Each entry needs to be reproduced exactly, with none left out.
──────── RECORDS FOR PROCESSING ────────
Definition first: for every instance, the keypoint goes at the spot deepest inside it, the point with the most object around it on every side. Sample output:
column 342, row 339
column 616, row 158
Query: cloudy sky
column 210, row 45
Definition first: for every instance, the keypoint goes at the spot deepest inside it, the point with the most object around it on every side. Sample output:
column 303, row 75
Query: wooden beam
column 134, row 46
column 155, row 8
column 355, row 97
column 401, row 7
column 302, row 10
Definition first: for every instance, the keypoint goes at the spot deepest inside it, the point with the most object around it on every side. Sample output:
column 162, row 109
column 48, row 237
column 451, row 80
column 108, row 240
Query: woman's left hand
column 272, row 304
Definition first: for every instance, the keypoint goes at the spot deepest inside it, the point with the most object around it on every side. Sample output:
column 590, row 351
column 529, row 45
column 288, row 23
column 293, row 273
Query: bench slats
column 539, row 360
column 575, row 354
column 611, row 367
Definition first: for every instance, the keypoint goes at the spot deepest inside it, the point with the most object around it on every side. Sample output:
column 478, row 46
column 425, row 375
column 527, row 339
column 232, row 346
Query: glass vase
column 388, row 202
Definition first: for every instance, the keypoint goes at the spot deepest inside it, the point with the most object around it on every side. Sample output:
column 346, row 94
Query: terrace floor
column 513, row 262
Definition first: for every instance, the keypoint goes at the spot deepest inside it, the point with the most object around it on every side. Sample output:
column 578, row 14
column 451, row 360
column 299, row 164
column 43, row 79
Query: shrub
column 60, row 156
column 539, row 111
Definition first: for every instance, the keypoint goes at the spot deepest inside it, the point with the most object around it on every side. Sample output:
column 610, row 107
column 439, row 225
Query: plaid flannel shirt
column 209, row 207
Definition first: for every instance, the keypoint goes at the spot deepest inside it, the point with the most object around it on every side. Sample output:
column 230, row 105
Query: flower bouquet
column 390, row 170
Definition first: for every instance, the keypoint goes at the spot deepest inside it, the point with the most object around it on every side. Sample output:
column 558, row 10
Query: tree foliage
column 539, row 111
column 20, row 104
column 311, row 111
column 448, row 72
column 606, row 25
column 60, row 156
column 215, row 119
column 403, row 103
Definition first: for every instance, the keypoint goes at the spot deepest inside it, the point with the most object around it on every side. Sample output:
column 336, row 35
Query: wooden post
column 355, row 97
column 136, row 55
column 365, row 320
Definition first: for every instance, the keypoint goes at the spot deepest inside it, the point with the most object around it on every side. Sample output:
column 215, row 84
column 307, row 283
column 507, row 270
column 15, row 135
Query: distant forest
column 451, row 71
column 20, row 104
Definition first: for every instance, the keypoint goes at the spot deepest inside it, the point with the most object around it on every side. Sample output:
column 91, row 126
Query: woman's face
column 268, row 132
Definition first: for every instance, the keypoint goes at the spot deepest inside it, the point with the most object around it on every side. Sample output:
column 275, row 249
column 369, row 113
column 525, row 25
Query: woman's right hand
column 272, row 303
────────
◆ **COMPLETED EXERCISE**:
Definition first: for every instance, the keypoint goes at the spot deepest inside it, the point with the most object around it on every side. Sample output:
column 342, row 339
column 616, row 158
Query: cloudy sky
column 210, row 45
Definition first: for every instance, the keypoint goes at the spot deepest inside it, the point with the most object around it on every side. Sample output:
column 303, row 75
Query: wooden beam
column 134, row 46
column 155, row 8
column 355, row 97
column 401, row 7
column 302, row 10
Definition first: for every instance, the keypoint goes at the spot deepest inside it, the point with the most object around it on every side. Sample output:
column 162, row 109
column 48, row 237
column 451, row 80
column 108, row 240
Query: woman's left hand
column 272, row 304
Definition first: for every instance, the keypoint goes at the spot deepest inside it, the point with the most object around it on every side. Sample output:
column 590, row 351
column 529, row 45
column 288, row 23
column 293, row 273
Query: bench slats
column 539, row 360
column 575, row 354
column 611, row 367
Definition first: for every instance, the keypoint goes at the spot deepest inside it, the point with the most object around it on every side. Sample output:
column 478, row 46
column 425, row 375
column 527, row 339
column 232, row 346
Query: glass vase
column 388, row 202
Definition first: for every instance, the keypoint goes at the spot deepest inside it, the point with the most object around it on every side. Sample output:
column 346, row 94
Query: terrace floor
column 513, row 262
Definition first: for every instance, the keypoint goes at the spot deepest inside it, the point with the most object around it on every side. Sample output:
column 578, row 14
column 451, row 360
column 299, row 164
column 43, row 79
Query: shrub
column 60, row 156
column 539, row 111
Definition first: for every instance, the keypoint goes at the spot deepest inside it, the point with the most object around it on every side. Sample output:
column 610, row 107
column 439, row 225
Query: plaid flannel shirt
column 209, row 207
Definition first: for every instance, the keypoint goes at the spot deepest inside it, the point with the most object around it on every side. Sample output:
column 230, row 105
Query: flower bouquet
column 390, row 170
Definition first: for every instance, the keypoint goes at the spot deepest inside it, the point with the most object around it on every side. Sample output:
column 558, row 10
Query: tree foliage
column 539, row 111
column 20, row 104
column 311, row 111
column 448, row 72
column 606, row 25
column 60, row 156
column 215, row 119
column 403, row 103
Definition first: for every instance, the keypoint goes at the spot deepest inside it, the point with the most object around it on every side. Sample output:
column 336, row 35
Query: wooden post
column 355, row 97
column 136, row 55
column 365, row 320
Definition first: for every instance, the keypoint goes at the spot deepest inside it, the point with the most object around it on every side. Sample output:
column 215, row 84
column 307, row 283
column 507, row 270
column 15, row 135
Query: distant forest
column 451, row 71
column 20, row 104
Definition first: for every instance, the keypoint goes at the spot deepest inside it, the point with the most object around it on every side. Sample output:
column 91, row 126
Query: woman's face
column 268, row 132
Definition first: for every instance, the keypoint goes at the spot deepest inside it, the point with the most object around it on every side. Sample output:
column 275, row 249
column 369, row 113
column 525, row 25
Query: woman's right hand
column 272, row 303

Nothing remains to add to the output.